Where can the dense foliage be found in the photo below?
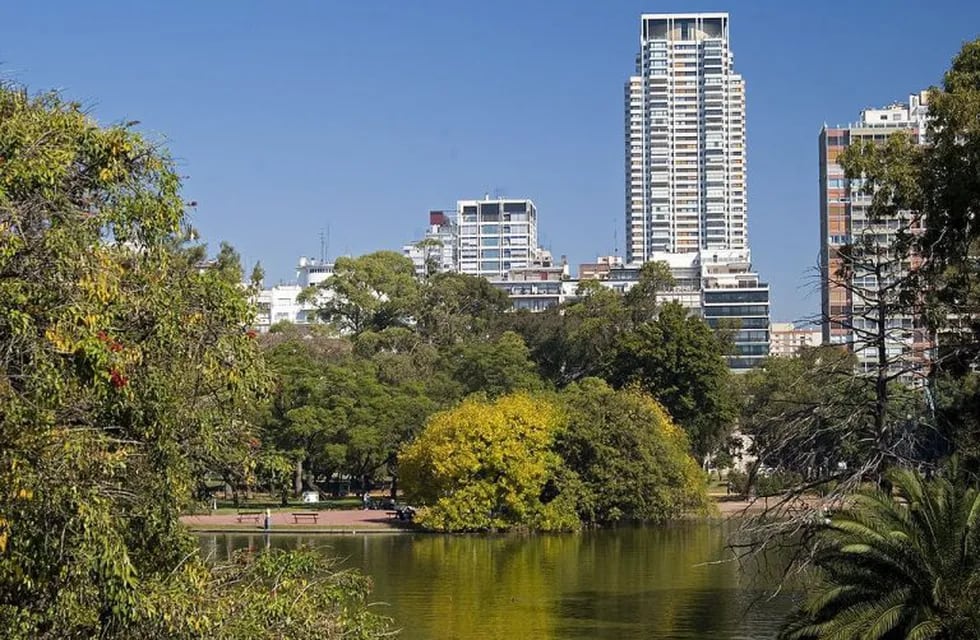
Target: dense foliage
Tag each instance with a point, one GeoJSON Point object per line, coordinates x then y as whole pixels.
{"type": "Point", "coordinates": [126, 371]}
{"type": "Point", "coordinates": [902, 561]}
{"type": "Point", "coordinates": [485, 465]}
{"type": "Point", "coordinates": [898, 566]}
{"type": "Point", "coordinates": [629, 459]}
{"type": "Point", "coordinates": [589, 455]}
************
→ **Your assignment**: Only the lines from the one holding "Target: dense foliage" to the end of the entries above belong in the answer, each copied exactly.

→ **Task solution**:
Target: dense foliage
Tag each instance with a point, one GeoJSON Point object per line, coordinates x then y as whole pixels.
{"type": "Point", "coordinates": [126, 371]}
{"type": "Point", "coordinates": [902, 561]}
{"type": "Point", "coordinates": [485, 465]}
{"type": "Point", "coordinates": [898, 566]}
{"type": "Point", "coordinates": [629, 459]}
{"type": "Point", "coordinates": [589, 455]}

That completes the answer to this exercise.